◆ **ASSIGNED TASK**: Would you copy out, exactly as written, each line from the one containing "Target: dark blue jacket" to the end of the records below?

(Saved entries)

================================

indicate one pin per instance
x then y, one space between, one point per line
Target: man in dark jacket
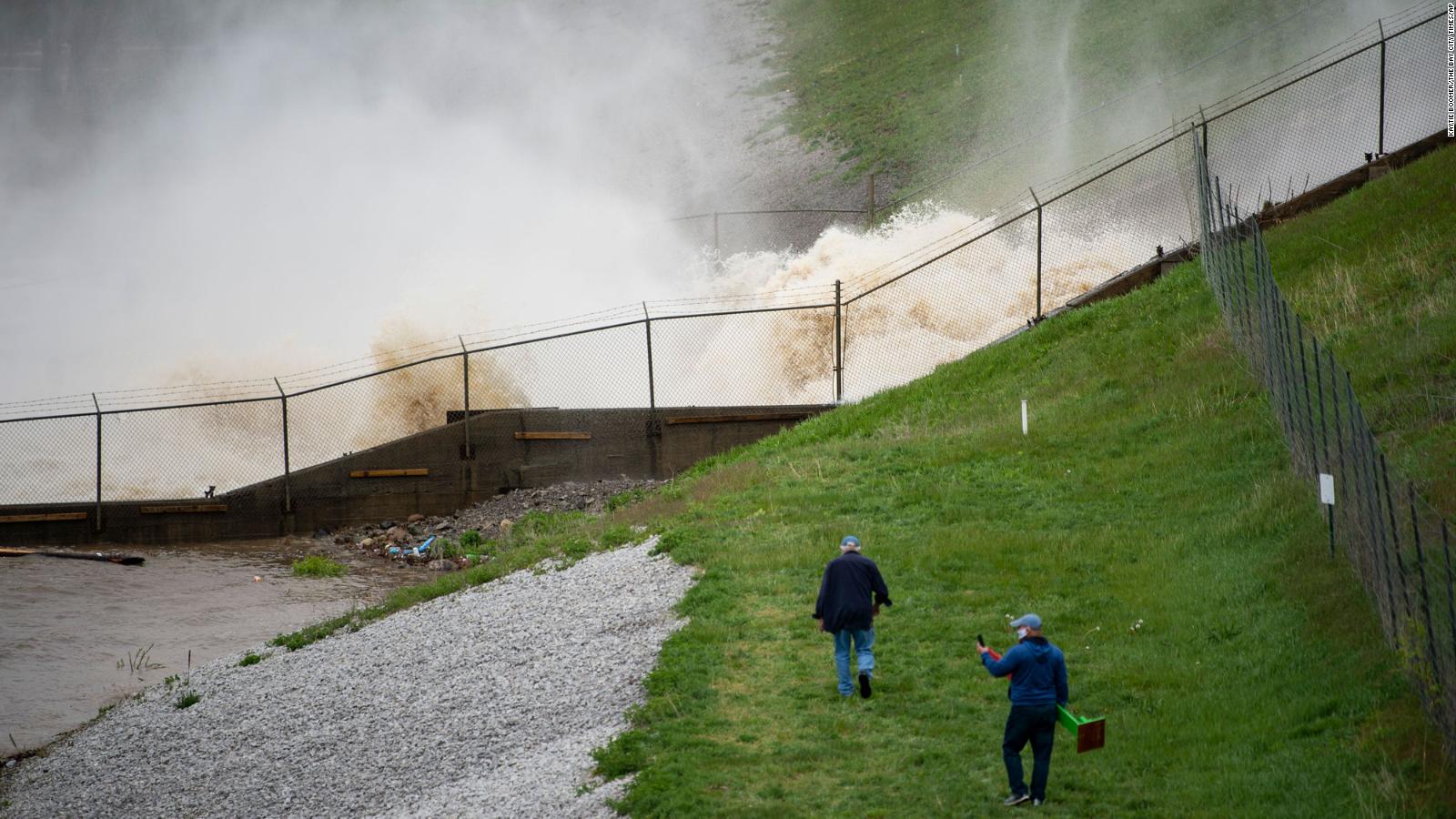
851 595
1038 683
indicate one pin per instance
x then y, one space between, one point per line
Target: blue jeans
865 651
1038 726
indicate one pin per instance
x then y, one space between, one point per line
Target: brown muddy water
70 630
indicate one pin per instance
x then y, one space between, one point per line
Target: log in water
102 557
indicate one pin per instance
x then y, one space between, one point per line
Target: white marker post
1327 496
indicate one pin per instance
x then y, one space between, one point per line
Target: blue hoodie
1040 672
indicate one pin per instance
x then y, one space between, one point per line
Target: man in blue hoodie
1038 683
851 595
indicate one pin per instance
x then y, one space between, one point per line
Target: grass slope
1154 489
1373 278
921 86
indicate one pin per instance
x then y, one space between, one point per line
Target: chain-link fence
804 343
1398 544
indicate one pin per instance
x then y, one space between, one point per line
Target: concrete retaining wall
430 472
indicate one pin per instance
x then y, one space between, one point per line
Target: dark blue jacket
1040 672
844 593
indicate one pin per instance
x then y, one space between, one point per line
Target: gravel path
485 703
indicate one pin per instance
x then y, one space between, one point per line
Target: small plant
616 535
448 550
318 566
625 499
575 548
137 661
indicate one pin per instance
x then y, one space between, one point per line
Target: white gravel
485 703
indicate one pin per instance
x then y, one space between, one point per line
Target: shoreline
145 734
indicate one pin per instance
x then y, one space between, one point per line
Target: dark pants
1036 723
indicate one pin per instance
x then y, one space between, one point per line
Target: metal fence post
1376 532
1037 318
1395 537
288 474
839 344
1324 438
1380 149
96 404
1205 133
465 356
1340 440
1309 411
647 321
1420 564
1451 586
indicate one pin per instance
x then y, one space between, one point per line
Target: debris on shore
463 540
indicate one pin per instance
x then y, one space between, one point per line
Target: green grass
1154 487
881 84
318 566
1375 278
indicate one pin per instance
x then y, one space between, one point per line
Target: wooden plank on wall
389 474
43 518
734 419
189 508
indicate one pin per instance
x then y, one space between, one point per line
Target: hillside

================================

◆ **RESPONSE BELOW**:
Target: dark blue jacket
1040 672
844 593
indicate one pin per instance
x then y, one space between, one point per line
Target: gravel path
485 703
indicate one pin per instance
x then y, one space between, one point per line
Target: small plant
616 535
448 550
318 566
625 499
575 548
137 661
indicate one pin per instance
x then y, one space between, one point per line
Target: white gravel
485 703
indicate one pin per instance
x then y, one space between, one point per line
Target: shoreline
145 734
indicate one pin per instance
x then y, one space between, one point per line
Target: dark pants
1036 723
indicate one pin per instance
x then y, one space between, one point per line
Target: metal fence post
1376 532
1037 318
1395 537
288 474
839 344
1324 438
1380 149
96 404
1205 133
465 356
1340 440
1309 411
647 321
1420 564
1451 586
indicate one pin per instance
x then y, one space between, one point per line
Target: debris on shore
463 540
indicate one pin per instance
x then y, one space between, one point per line
Target: green grass
1154 487
881 84
318 566
1375 278
indicate one pin per instance
x then y, one space between, one point per line
Target: wooden plank on wall
389 474
43 518
734 419
189 508
indicate one pin per instance
x then y, one space between, one point per line
Target: hillside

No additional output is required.